- **ЗАДАНИЯ**
a: Кто, согласно исходному тексту, курил на встрече Черномырдина с творческой интеллигенцией?
b: Отберите из записей все строки со словом «water» и перепишите их.

- **ИСХОДНЫЙ ТЕКСТ**
□ □ □

Это было очень любопытно. Я бы никогда не увидел, как работают эти структуры изнутри, как они называют друг друга. То, что недоступно простому обывателю. И это самое интересное. Мы же видим только обложку, а самое интересное за кадром.
– Что вам пригодилось из этого предвыборного опыта?
– Конкретного – ничего. Только дух, атмосфера. Нелепости, которые подглядел. И это было бы очень смешно, если бы это не был Белый дом, правительство нашей страны, коленопреклоненные так называемые звезды. На одной из встреч Черномырдина с творческой интеллигенцией на столах стояло великое множество пепельниц. Люди в большинстве своем собрались курящие. Но всех предупреждали: «Виктор Степанович не курит». И все – заслуженные, народные – терпели. Курил только Олег Фомин.
А вот нужны ли вновь выборы, не знаю – я вне политики. В картине прекрасная финальная песня: «А еще просил казак правды для народа, будет правда на земле – будет и свобода». На фоне Кремля такая «оппозиционная» песня. В общем – мы заслуживаем то, что имеем.

□ □ □

- **ЗАПИСИ НАБОРА ДАННЫХ**

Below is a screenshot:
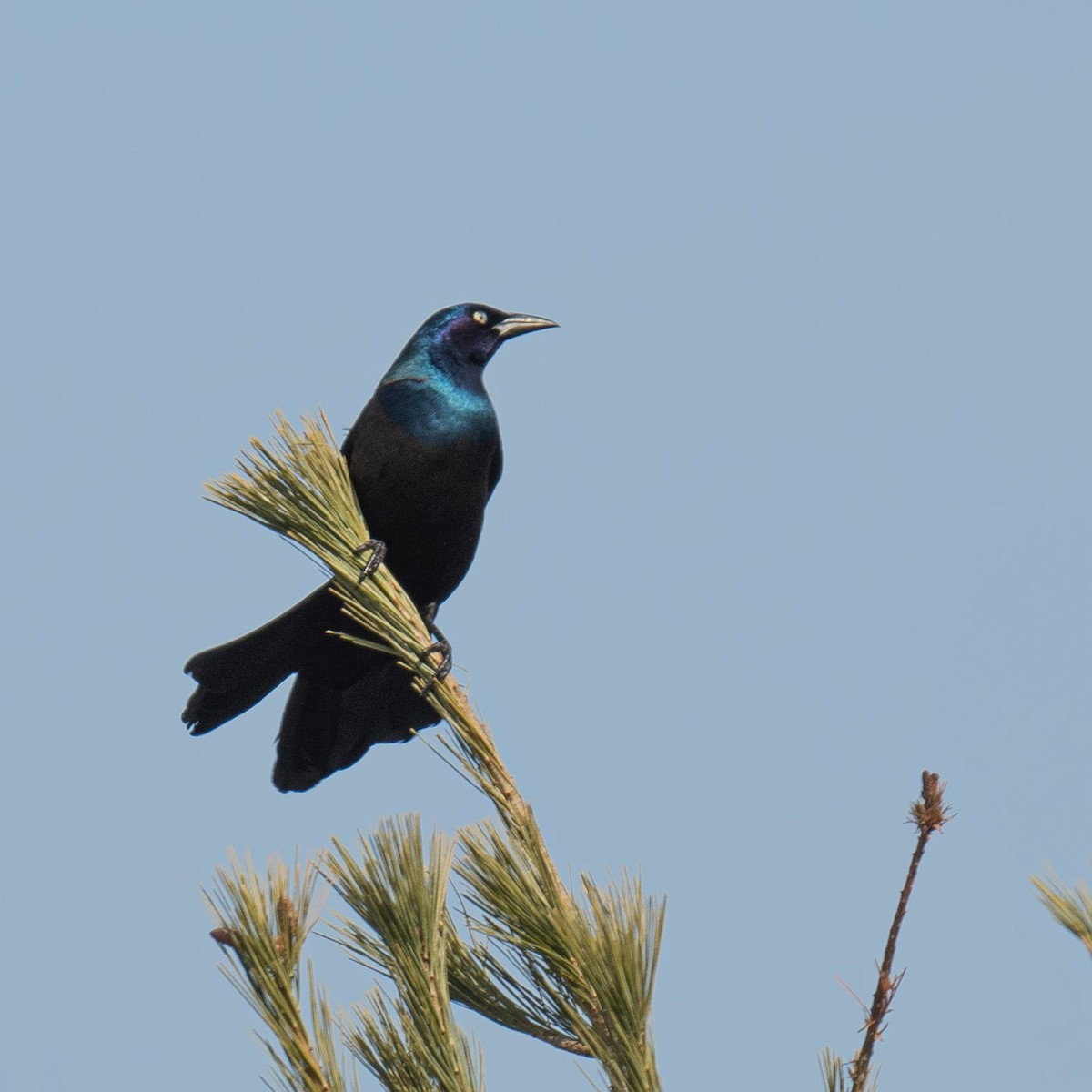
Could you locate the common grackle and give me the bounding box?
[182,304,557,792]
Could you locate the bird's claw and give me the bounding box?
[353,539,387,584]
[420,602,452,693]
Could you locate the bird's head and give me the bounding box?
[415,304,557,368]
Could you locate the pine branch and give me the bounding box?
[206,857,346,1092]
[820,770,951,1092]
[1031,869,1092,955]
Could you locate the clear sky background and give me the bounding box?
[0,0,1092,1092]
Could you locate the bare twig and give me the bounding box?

□ □ □

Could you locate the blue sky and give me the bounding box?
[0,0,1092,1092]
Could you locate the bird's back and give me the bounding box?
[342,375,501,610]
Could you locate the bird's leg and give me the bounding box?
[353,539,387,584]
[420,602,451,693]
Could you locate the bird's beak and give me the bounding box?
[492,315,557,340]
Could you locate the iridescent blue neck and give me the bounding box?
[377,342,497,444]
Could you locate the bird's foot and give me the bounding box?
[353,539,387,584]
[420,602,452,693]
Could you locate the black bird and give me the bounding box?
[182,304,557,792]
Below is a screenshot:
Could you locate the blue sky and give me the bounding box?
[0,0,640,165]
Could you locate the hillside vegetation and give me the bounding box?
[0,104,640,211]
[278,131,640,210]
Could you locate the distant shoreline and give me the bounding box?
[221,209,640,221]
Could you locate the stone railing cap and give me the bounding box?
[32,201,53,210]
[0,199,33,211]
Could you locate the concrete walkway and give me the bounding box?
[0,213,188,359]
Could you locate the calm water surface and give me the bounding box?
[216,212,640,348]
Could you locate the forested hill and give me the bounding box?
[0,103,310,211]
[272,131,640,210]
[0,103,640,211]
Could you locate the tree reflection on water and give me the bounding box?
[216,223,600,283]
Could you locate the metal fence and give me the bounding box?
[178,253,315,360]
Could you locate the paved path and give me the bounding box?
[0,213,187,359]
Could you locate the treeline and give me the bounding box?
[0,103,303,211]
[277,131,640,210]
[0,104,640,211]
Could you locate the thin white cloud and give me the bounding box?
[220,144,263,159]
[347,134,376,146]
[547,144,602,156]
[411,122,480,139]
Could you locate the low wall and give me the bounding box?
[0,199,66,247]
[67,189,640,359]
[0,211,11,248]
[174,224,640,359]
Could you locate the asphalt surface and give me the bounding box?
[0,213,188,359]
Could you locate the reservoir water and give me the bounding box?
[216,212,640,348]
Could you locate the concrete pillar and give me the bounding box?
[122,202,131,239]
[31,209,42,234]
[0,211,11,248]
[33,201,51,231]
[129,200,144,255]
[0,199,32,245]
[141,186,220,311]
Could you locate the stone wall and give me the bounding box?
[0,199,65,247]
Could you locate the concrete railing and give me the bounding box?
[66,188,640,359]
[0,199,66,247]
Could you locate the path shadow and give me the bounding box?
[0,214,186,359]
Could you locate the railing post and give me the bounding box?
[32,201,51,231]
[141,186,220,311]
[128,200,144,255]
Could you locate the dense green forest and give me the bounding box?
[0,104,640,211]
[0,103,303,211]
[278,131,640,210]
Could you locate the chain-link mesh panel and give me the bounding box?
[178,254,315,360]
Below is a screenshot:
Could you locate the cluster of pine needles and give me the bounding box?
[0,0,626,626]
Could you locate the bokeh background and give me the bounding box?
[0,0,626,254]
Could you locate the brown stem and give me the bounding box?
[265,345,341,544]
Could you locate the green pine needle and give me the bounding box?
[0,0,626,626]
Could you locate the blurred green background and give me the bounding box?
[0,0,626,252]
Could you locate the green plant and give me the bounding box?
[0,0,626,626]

□ □ □

- **ОТВЕТЫ К УПРАЖНЕНИЮ**
a: Олег Фомин.

b:
Could you locate the calm water surface and give me the bounding box?
Could you locate the tree reflection on water and give me the bounding box?
Could you locate the reservoir water and give me the bounding box?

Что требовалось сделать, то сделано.